▶ **TEXTE À LIRE**
##############################
‘La 5G prévue pour 2022’

Stephane Richard © Belga

Réunissez les patrons de KT, d’Huawei, de la Commission européenne et d’Orange à propos de la 5G et voici ce que cela donne.

Connaissez-vous le sens de l’humour qui règne au sein du fabricant télécom chinois Huawei? Le CEO de l’entreprise, Ken Hu, n’en manque tout cas pas. Lors du MWC, où l’on a du mal à se déplacer dans la foule, le voilà qu’il montre une vidéo dans laquelle des voitures roulant en trombe s’évitent comme dans un ballet et envoient même un passant de l’autre côté de la rue. Et le CEO de déclarer alors en anglais sans accent: ‘Avant qu’une voiture puisse réagir avec la 4G à un signal d’urgence, elle se trouve à 100 km à l’heure 1,4 mètre plus loin déjà. Avec la 5G, ce ne serait que 2,5 cm.’

L’on sait ainsi déjà d’où viendra le fameux premier réseau 5G, même si la standardisation ne suivra que l’an prochain. Ce sera chez KT en Corée pour les XXIIIèmes Jeux Olympiques d’Hiver à Pyeongchang en 2018. Février 2018. ‘La 5G est proche’, assure le CEO Chang-Gyu Hwang.
##############################
▶ **DONNÉES**
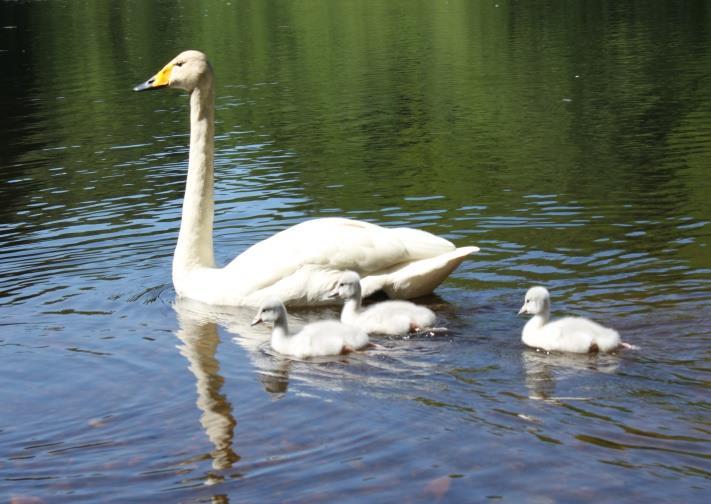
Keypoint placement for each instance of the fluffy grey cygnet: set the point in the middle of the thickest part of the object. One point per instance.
(322, 338)
(388, 317)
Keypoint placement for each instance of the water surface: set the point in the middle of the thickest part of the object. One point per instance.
(572, 143)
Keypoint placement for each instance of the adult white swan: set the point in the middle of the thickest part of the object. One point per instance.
(301, 264)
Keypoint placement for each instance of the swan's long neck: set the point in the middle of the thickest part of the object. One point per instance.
##############################
▶ **CONSIGNE**
Reprenez l'article sur la 5G entre "L’on sait ainsi" et "CEO Chang-Gyu Hwang.", bornes comprises, en substituant "imminente" à "proche".

▶ **RÉPONSE**
L’on sait ainsi déjà d’où viendra le fameux premier réseau 5G, même si la standardisation ne suivra que l’an prochain. Ce sera chez KT en Corée pour les XXIIIèmes Jeux Olympiques d’Hiver à Pyeongchang en 2018. Février 2018. ‘La 5G est imminente’, assure le CEO Chang-Gyu Hwang.